Excerpt provided:
*** Block opens ***

Employer health care costs are set to rise 6 percent next year, consistent with the trend over the last five years, according to new projection from PwC’s Health Research Institute. But while cost increases have plateaued at a level well below the rates seen a decade ago, they still outpace overall inflation — and PwC warns that the trend remains unsustainable.
“While the predictability is a welcome change from the wild swings and peak double-digit trends in the 2000s, steady as she goes is not good enough,” the report says. “Medical costs continue to grow, yet the workforce’s health and performance aren’t improving.”
To further reduce the growth of medical costs, PwC’s researchers say, employers and health plans will likely have to look beyond reducing utilization or shifting costs to employees and try to tackle high prices. “Efforts by employers to cut utilization have mostly run their course,” they write. “Employers and consumers are plagued by high prices that continue to grow because of new, expensive medical services and drugs, and other factors, such as consolidation.”
PwC also found that employers are rethinking their health plans for next year in hopes of insulating workers from rising costs. "When we asked 'what are you doing in terms of strategy'… last year, a lot of them were going to go full replacement, high-deductible plan. This year they really backed off" plans like that, PwC’s Barbara Gniewek told CNBC. That’s likely the result of a tight job market, she said. Employers have taken to offering plans with smaller provider networks or to contracting directly with health care providers. More employers are also offering advocacy services to help workers in high-deductible plans navigate the system.
In the long run, health care has been claiming an increasingly large share of both employee compensation and gross domestic product. National spending on health is expected to grow from less than 6 percent of GDP in the 1960s to nearly 18 percent by 2020. And while health spending accounted for roughly 6 percent of employee compensation in 1988, that figure is expected to rise to more than 12 percent in 2018.

*** Block closes ***

Dataset entries:
*** Block opens ***

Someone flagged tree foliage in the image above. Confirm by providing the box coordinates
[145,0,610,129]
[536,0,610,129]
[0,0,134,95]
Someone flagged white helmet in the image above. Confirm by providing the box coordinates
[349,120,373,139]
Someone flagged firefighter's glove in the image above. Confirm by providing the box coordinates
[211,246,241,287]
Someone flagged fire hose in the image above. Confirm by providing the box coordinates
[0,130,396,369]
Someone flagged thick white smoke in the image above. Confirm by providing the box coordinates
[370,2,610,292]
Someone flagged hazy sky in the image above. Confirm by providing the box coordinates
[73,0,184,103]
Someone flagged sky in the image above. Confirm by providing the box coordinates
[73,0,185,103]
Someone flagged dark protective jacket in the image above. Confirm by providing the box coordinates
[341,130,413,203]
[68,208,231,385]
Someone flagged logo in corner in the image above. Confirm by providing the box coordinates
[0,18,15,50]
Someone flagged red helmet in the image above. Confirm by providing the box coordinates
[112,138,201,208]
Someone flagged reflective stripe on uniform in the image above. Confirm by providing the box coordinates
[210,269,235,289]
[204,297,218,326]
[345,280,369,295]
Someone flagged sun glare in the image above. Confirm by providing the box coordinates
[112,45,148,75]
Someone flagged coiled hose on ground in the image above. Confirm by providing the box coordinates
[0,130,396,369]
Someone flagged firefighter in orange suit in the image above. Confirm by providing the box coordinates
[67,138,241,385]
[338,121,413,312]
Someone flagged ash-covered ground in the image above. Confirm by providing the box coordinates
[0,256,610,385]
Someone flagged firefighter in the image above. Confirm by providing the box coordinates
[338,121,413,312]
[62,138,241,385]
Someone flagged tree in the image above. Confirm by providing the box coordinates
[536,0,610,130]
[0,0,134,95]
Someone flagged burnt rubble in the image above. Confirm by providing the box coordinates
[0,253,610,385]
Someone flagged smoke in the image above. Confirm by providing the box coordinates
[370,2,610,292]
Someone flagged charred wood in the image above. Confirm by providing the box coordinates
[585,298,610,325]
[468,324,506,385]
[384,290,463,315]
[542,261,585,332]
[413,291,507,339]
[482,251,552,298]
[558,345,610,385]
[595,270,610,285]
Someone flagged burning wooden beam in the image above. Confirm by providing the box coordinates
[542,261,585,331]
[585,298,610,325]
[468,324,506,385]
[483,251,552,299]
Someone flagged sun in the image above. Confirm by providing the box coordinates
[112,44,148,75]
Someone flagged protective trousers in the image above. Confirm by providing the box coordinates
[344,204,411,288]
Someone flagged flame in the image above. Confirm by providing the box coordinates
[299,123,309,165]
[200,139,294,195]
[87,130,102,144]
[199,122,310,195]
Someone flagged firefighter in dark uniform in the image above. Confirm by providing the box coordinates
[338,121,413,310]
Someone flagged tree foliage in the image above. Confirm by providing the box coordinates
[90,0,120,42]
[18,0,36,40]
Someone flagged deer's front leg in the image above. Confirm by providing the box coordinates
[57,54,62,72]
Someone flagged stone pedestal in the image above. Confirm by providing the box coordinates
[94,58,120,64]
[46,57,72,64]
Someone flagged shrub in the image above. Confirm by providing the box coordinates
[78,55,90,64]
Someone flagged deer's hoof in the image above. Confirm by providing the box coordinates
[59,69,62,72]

*** Block closes ***

Copy the article on employer health care costs from "Employer health care" to "trend remains unsustainable.", substituting "leveled off" for "plateaued".

Employer health care costs are set to rise 6 percent next year, consistent with the trend over the last five years, according to new projection from PwC’s Health Research Institute. But while cost increases have leveled off at a level well below the rates seen a decade ago, they still outpace overall inflation — and PwC warns that the trend remains unsustainable.